**Aim**
According to the text below on T-Mobile's 2020 earnings, what was T-Mobile's fourth-quarter revenue?

T-Mobile US closed an eventful 2020 having added more subscribers than its rivals and handily outgrown the broader wireless industry. The self-described "un-carrier" reported better-than-expected earnings and revenue for the fourth quarter Thursday evening, and had pre-announced strong subscriber results in early January.

T-Mobile stock (ticker: TMUS) slipped 2.2% in after-hours trading Thursday to about $128. Investors have come to expect a lot from T-Mobile, and top- and bottom-line beats were likely already priced in. Plus, the company's 2021 profit and subscriber growth guidance were both just below Wall Street's forecasts.

T-Mobile reported 60 cents in fourth-quarter earnings per share, which beats the 49-cent average analyst forecast. But some expected T-Mobile to do even better -- estimates ranged as high as 61 cents per share. The result compares with the 87 cents per share that pre-Sprint merger T-Mobile earned in the fourth quarter of 2019.

Revenue came in at $20.3 billion, versus the $19.9 billion consensus forecast and the $11.9 billion for stand-alone T-Mobile in the same quarter a year earlier. T-Mobile's adjusted earnings before interest, taxes, depreciation, and amortization -- or Ebitda -- were $6.7 billion, ahead of the $6.5 billion Wall Street estimate. Adjustments include $686 million in merger-related costs.

T-Mobile's previously announced fourth-quarter subscriber numbers included net additions of 1.6 million postpaid subscribers -- wireless customers who receive a monthly bill -- while analysts had been expecting about 1.5 million, on average. T-Mobile also said it signed up a net 84,000 prepaid subscribers last quarter, roughly matching Wall Street's consensus estimate.

For the full year 2020, T-Mobile earned net income of $3.1 billion -- or $2.65 per share -- and adjusted Ebitda of $24.6 billion on $50.4 billion in sales. Capital expenditures were $11.0 billion, and free cash flow was $3.0 billion. T-Mobile added 5.5 million postpaid subscribers -- including 2.2 million postpaid phones -- and about 145,000 prepaid subscribers in 2020.

T-Mobile's churn rate -- the percentage of customers who cancel every month -- was 0.9% in 2020 and 1.03% in the fourth quarter.

**Data shown**
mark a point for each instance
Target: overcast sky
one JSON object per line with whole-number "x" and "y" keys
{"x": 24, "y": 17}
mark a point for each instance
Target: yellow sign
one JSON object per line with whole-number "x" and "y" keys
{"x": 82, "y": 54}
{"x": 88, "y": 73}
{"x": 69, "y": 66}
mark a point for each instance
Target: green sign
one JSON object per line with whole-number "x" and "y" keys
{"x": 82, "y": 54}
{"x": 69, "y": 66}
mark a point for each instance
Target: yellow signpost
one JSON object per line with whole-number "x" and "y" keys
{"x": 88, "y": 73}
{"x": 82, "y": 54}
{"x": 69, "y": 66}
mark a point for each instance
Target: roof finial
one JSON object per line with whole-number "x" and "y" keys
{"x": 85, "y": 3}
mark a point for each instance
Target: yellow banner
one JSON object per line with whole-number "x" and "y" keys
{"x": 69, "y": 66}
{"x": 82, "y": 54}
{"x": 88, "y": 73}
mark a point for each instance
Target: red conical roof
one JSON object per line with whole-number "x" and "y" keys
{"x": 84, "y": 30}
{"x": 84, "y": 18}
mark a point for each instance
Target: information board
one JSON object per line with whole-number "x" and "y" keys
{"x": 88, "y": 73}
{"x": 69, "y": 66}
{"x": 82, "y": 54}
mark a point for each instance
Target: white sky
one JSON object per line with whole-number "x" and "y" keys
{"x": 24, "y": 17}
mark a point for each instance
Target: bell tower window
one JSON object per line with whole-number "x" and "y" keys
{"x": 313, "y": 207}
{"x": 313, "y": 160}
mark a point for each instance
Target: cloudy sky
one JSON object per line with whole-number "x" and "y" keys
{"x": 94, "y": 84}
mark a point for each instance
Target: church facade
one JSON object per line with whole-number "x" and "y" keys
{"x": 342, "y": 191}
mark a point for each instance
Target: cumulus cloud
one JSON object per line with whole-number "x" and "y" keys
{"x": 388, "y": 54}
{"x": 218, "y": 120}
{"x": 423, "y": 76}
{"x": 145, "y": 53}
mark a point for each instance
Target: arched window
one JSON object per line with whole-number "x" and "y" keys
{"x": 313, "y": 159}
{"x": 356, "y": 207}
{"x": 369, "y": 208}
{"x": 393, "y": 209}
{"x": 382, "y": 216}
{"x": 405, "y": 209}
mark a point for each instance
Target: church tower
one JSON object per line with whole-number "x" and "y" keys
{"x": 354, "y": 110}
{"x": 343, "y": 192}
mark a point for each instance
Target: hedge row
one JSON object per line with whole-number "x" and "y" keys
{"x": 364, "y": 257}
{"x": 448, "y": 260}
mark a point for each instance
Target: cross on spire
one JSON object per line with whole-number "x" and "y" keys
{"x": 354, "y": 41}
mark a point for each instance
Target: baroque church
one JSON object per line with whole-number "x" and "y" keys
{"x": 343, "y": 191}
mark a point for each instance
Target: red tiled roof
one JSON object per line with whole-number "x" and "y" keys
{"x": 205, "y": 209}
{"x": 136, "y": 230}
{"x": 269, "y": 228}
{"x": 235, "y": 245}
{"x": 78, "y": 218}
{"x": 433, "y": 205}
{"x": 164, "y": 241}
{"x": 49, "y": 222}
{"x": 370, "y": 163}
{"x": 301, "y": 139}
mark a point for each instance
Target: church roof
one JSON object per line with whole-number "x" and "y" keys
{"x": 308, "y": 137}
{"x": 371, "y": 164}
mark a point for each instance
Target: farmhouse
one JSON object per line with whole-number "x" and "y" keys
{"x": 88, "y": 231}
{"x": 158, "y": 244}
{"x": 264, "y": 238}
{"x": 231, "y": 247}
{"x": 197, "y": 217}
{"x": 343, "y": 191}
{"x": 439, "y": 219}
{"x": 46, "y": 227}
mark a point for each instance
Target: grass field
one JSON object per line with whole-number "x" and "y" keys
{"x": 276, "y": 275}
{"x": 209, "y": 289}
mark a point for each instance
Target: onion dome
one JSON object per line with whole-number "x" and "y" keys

**Output of the exercise**
$20.3 billion